■ TASK DIRECTIONS:
Update the rows below by replacing "teapot spout" with "kettle spout" wherever it occurs, and leave everything else unchanged.
* BEGIN TASK INPUT *
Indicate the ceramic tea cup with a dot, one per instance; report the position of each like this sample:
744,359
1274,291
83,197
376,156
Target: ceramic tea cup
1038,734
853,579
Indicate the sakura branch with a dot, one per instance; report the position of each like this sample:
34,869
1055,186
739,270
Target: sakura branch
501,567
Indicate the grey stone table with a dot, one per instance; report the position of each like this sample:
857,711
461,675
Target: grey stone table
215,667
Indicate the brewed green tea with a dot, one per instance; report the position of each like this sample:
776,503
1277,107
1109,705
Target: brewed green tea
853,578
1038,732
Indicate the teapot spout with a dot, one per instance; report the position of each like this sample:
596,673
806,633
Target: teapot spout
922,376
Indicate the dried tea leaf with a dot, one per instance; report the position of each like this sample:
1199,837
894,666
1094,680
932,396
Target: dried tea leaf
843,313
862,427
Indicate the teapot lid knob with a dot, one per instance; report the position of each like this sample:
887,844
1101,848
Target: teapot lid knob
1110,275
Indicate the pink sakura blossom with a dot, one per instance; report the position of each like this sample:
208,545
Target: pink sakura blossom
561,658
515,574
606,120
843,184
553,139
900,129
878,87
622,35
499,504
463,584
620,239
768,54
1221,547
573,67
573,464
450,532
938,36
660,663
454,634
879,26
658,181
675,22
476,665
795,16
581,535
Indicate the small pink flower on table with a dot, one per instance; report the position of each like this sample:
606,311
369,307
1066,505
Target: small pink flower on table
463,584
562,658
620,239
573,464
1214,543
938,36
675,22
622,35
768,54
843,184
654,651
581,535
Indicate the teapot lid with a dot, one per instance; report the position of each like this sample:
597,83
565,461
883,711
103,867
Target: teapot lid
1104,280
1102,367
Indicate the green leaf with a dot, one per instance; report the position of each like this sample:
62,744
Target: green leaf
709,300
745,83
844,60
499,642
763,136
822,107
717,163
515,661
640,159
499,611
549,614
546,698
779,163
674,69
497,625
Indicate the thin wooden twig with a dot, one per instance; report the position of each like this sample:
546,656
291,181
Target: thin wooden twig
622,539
* END TASK INPUT *
■ ANSWER TO THE TASK:
Indicate the ceramic tea cup with a dot, one per instance; report the position of each like this sample:
744,359
1274,291
83,197
376,156
Target: ceramic tea cup
1038,734
853,579
Indicate the sakura branch with a dot, one per instance; report the position of each like this sample:
34,869
1055,186
739,270
Target: sakura branch
501,567
Indicate the grey stone table with a dot, one per instance; report the position of each like this sample:
857,711
461,675
Target: grey stone table
215,667
Indicate the brewed green tea with a dot, one per instance; report the position of each like this sample:
776,503
1277,107
1109,705
Target: brewed green tea
853,578
1038,732
Indicate the kettle spout with a dot, one per instance; report the position of each like this sample:
596,673
806,633
Target: kettle spout
922,376
Indicate the dried tea leaf with a dot, one per instance; report the position of each like this sample:
1199,837
894,666
1094,680
932,396
Target: dried tea leaf
843,313
862,427
Indicate the teapot lid knob with a dot, one per instance; report the position of each like this sample:
887,844
1101,848
Target: teapot lid knob
1110,275
Indicate the pink sakura blossom with a dot, one per instance; report the position of each like this sample:
208,545
Target: pink sakura blossom
561,658
515,574
606,120
843,184
553,139
900,129
878,87
622,35
499,504
463,584
620,239
768,54
1221,547
573,67
573,464
450,532
938,36
660,663
454,634
879,26
658,181
675,22
476,665
795,16
581,535
Indicate the small pink flower on table with a dot, one per instance; report the position of each like this sample:
606,311
369,307
1066,505
Target: small pink flower on table
463,584
562,658
620,239
573,464
1214,543
938,36
675,22
622,35
768,54
843,184
654,651
581,535
Indicate the teapot lid with a dot, one per instance; report the position of each like this sample:
597,83
565,461
883,711
103,867
Target: teapot lid
1104,280
1102,367
Indicate the green leaf with a dot, one per instance; report the position of each like this sample:
62,744
Target: green leaf
709,300
745,83
844,60
499,642
763,136
822,107
717,163
515,661
640,159
499,611
549,614
546,698
779,163
674,69
497,625
Indicate the thin wooden twig with a dot, one per instance; report the position of each like this sample:
546,656
291,181
Target: thin wooden twig
622,539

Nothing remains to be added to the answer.